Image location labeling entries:
---

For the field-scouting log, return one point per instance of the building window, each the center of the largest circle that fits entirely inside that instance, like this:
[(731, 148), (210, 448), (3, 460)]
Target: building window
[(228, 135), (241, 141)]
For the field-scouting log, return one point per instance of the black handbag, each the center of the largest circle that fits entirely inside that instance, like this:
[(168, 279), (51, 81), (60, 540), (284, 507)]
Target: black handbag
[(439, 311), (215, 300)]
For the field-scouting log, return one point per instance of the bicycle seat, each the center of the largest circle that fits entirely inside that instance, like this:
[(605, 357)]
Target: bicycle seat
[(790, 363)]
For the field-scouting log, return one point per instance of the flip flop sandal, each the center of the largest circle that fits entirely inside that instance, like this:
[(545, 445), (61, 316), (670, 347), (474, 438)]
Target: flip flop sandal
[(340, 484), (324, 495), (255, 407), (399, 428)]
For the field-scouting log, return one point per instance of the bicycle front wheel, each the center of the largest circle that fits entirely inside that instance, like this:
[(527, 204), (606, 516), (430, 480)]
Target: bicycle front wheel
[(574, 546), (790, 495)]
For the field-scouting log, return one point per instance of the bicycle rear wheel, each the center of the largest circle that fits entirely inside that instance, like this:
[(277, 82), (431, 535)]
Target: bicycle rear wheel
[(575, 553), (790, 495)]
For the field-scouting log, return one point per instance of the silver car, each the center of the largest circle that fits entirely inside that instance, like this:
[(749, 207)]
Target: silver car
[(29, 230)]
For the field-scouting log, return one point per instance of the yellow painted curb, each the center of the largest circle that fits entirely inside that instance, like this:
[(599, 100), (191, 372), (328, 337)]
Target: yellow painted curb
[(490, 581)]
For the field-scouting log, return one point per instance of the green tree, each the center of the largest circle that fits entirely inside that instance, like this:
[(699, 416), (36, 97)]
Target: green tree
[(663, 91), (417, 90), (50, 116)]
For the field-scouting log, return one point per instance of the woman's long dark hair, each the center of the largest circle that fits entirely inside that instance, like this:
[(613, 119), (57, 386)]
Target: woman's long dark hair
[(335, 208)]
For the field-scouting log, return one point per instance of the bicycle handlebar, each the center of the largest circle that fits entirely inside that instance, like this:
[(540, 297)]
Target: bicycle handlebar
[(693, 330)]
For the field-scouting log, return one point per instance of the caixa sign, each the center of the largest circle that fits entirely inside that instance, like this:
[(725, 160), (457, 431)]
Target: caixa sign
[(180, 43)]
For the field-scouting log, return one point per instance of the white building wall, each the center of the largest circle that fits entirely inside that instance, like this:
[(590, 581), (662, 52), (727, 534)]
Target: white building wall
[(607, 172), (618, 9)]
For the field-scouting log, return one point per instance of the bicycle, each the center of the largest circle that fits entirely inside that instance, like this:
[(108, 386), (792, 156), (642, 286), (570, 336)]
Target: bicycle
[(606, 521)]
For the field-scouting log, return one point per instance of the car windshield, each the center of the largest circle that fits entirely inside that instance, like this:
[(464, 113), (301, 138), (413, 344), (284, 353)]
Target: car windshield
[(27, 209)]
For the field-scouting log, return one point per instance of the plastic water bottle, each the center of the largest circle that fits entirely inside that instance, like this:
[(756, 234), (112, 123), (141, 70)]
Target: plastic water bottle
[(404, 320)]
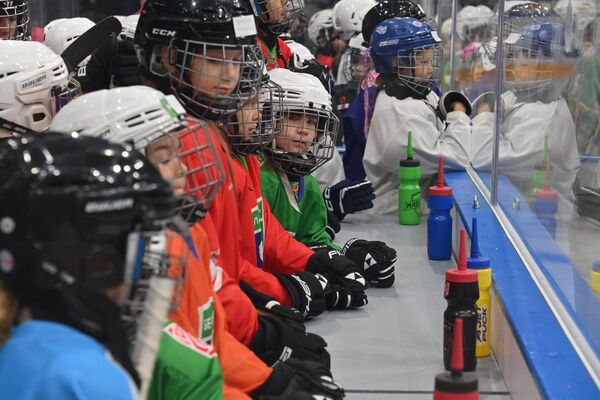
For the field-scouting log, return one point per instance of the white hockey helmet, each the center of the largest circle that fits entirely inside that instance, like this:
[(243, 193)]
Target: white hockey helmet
[(299, 51), (151, 121), (470, 18), (304, 96), (34, 84), (59, 34), (582, 11), (319, 24), (348, 16)]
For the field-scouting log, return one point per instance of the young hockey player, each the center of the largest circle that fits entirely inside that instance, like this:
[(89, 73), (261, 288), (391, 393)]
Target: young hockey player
[(263, 242), (155, 124), (274, 17), (360, 110), (407, 54), (71, 251), (14, 20), (303, 141), (34, 85), (537, 69)]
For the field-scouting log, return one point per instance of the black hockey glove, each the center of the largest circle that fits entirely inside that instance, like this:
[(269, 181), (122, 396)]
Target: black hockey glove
[(95, 74), (348, 197), (307, 291), (280, 338), (333, 225), (268, 304), (124, 66), (295, 377), (445, 103), (347, 284), (376, 258)]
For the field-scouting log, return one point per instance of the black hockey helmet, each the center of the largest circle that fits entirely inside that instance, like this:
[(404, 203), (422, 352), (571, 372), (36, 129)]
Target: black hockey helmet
[(19, 10), (387, 9), (190, 29)]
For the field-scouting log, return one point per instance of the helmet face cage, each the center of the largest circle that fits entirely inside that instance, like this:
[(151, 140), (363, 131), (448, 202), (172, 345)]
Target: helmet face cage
[(278, 15), (305, 140), (253, 127), (186, 157), (20, 13), (420, 68), (61, 96), (157, 258), (536, 66), (530, 73), (354, 63), (211, 79)]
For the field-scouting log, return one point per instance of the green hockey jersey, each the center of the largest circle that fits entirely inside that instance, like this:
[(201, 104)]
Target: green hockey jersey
[(306, 220), (186, 368)]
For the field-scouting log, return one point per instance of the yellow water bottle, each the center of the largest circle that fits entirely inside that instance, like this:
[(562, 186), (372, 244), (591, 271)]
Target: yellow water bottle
[(484, 305), (595, 277)]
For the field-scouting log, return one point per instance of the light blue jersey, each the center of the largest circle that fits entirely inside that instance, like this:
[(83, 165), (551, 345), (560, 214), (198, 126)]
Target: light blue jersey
[(47, 360)]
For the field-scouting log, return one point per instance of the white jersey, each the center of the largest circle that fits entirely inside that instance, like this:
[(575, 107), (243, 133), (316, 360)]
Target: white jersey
[(388, 137), (522, 143), (331, 172)]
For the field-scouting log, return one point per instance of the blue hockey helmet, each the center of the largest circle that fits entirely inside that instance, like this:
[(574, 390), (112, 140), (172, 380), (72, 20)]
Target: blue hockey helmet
[(536, 62), (408, 41)]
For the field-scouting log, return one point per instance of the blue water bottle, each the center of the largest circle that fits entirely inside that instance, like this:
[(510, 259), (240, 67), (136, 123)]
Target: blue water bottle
[(546, 204), (439, 223)]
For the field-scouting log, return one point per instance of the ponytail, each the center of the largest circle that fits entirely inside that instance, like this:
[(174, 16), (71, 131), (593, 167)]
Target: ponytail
[(8, 309)]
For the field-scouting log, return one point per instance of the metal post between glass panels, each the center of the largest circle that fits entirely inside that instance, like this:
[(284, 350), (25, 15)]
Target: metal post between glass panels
[(498, 100), (453, 45)]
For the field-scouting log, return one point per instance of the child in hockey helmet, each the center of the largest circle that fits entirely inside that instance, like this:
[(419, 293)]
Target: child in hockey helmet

---

- [What you need to do]
Can you reproduce the lines from the one that contains "of the woman's" through the one that contains "[(27, 209)]", swapping "white building wall" for "gray building wall" and leaving everything else unchanged?

- [Output of the exercise]
For the field-scouting log, return one point per instance of the woman's long dark hair, each the center of the largest circle that fits entirely inside that instance, like this:
[(613, 119), (57, 386)]
Target: woman's long dark hair
[(335, 208)]
For the field-scouting log, return one point per instance of the bicycle handlebar, each the center of the largest circle that fits entirely inside that instance, like this:
[(540, 297)]
Target: bicycle handlebar
[(693, 330)]
For the field-scouting log, return one point per instance of the caixa sign, each the center of the largest circle that fits entirely inside that instance, like this:
[(725, 160), (457, 431)]
Target: caixa sign
[(180, 43)]
For the field-scouting log, return one point per instance of the gray building wall, each the center of the largest circle that fits entirely inside that instance, like this:
[(590, 581), (662, 52), (727, 534)]
Target: gray building wall
[(607, 172), (618, 9)]
For the field-scouting log, return one point per instance of the bicycle, each the center of the largest circle that fits entirely inside that instance, like this:
[(108, 386), (792, 156), (642, 286), (570, 336)]
Target: bicycle
[(606, 521)]
For the field-scouting log, return one point per instance of the car windshield, each the center of the largest circle that fits entirely inside that instance, like this:
[(464, 113), (301, 138), (413, 344), (284, 353)]
Target: car windshield
[(27, 209)]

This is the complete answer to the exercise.